Write out again every line from the one containing "Give the innermost point of each instance of the dark" through the end of the items, switching "suit" to "outfit" and keeping everything else the same. Omit the pictures from your answer.

Start of DATASET

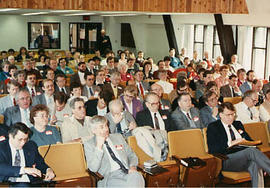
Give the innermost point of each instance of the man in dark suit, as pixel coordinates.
(225, 133)
(20, 161)
(60, 85)
(20, 112)
(231, 89)
(152, 115)
(113, 90)
(185, 116)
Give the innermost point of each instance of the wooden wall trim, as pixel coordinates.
(173, 6)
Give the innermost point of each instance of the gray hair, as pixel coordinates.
(73, 101)
(97, 120)
(116, 102)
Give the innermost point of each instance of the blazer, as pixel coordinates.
(57, 89)
(144, 118)
(32, 157)
(217, 138)
(70, 126)
(12, 115)
(107, 88)
(5, 102)
(180, 121)
(99, 160)
(245, 87)
(136, 105)
(225, 91)
(206, 115)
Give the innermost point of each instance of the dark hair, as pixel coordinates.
(61, 97)
(227, 105)
(13, 130)
(232, 76)
(37, 108)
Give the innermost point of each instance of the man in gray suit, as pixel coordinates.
(9, 100)
(185, 116)
(20, 112)
(111, 156)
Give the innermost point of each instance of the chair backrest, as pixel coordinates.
(67, 160)
(233, 100)
(186, 143)
(142, 156)
(258, 131)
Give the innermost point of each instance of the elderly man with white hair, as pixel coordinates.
(112, 157)
(120, 121)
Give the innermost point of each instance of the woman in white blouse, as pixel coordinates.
(265, 107)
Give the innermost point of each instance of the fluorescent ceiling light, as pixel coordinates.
(7, 9)
(35, 13)
(80, 14)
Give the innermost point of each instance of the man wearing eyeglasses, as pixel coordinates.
(225, 133)
(152, 115)
(246, 111)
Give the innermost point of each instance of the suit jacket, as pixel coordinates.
(225, 91)
(127, 118)
(245, 87)
(217, 138)
(32, 157)
(181, 122)
(107, 88)
(206, 115)
(12, 115)
(98, 161)
(144, 118)
(57, 89)
(136, 105)
(5, 102)
(70, 126)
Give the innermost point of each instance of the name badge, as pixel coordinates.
(48, 132)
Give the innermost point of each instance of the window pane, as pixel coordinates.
(199, 48)
(199, 33)
(260, 37)
(259, 62)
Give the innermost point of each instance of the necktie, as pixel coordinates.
(141, 89)
(33, 92)
(231, 132)
(17, 161)
(118, 128)
(122, 167)
(91, 91)
(156, 121)
(14, 102)
(251, 115)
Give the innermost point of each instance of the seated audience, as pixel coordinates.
(209, 113)
(247, 85)
(231, 89)
(152, 115)
(97, 106)
(225, 133)
(246, 112)
(120, 121)
(21, 164)
(20, 112)
(77, 127)
(42, 133)
(264, 108)
(185, 116)
(117, 167)
(9, 100)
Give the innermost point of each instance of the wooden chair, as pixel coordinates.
(229, 177)
(190, 143)
(68, 162)
(259, 131)
(233, 100)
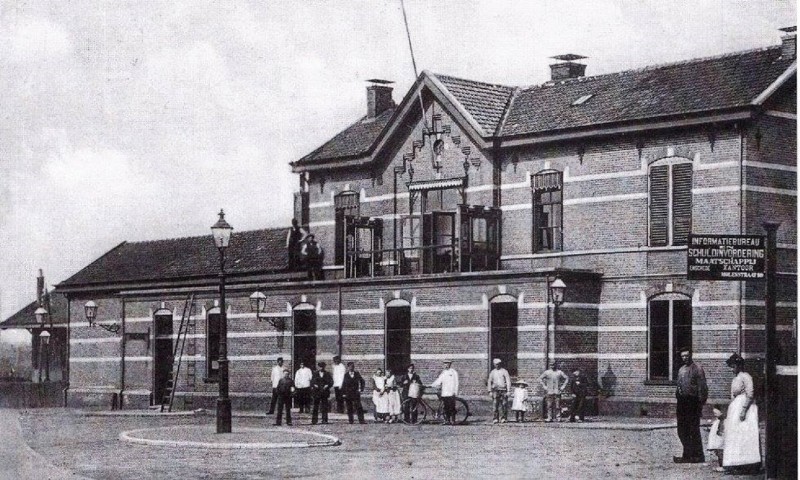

End of DATASET

## TASK OUTPUT
Give the innermost point of each instance of the dark hair, as pixel coordinates.
(61, 97)
(227, 105)
(13, 130)
(232, 76)
(37, 108)
Give the innermost point of each instance of the man in gray outfit, as pixel coordinates.
(9, 100)
(185, 116)
(20, 112)
(111, 156)
Give the innermost point of each instance of the chair backrest, as pixel coordinates.
(67, 160)
(233, 100)
(186, 143)
(142, 156)
(258, 131)
Give the innermost point of each instance of the elderly man with white hair, as pixel coordinates.
(112, 157)
(120, 121)
Give the innermost point of each instance of the woman in white blouse, as pixel coordinates.
(265, 107)
Give the innermost point of each instance of the fluorescent ceiling light, as pixel coordinates.
(7, 9)
(35, 13)
(80, 14)
Give the innermost point of each instance of the man wearing eyeglasses, as pixel coordinates.
(225, 133)
(152, 115)
(246, 111)
Give the innermost point of each instance of the outfit jacket, as pixel coordinates.
(225, 91)
(127, 118)
(245, 87)
(217, 138)
(32, 157)
(181, 122)
(107, 88)
(206, 115)
(12, 115)
(98, 161)
(144, 118)
(57, 89)
(136, 105)
(5, 102)
(70, 126)
Give the innermost point of each instance of the name badge, as pixel coordinates.
(48, 132)
Give the innermost point of each instance of the window pane, as pixel coordinates.
(199, 48)
(199, 33)
(260, 37)
(259, 62)
Give the innermost point of each instance of the necktie, as pixel coordinates.
(141, 89)
(33, 92)
(231, 132)
(17, 161)
(118, 128)
(122, 167)
(91, 91)
(156, 121)
(14, 102)
(251, 115)
Give the innermost point of each instance of the seated audience, as pixel coordinates.
(209, 113)
(247, 85)
(231, 89)
(152, 115)
(97, 106)
(225, 133)
(246, 112)
(120, 121)
(21, 164)
(20, 112)
(77, 127)
(42, 133)
(264, 108)
(185, 116)
(117, 167)
(9, 100)
Give the innermost point of each instance of the wooden chair, as pixel coordinates.
(229, 177)
(190, 143)
(68, 162)
(259, 131)
(233, 100)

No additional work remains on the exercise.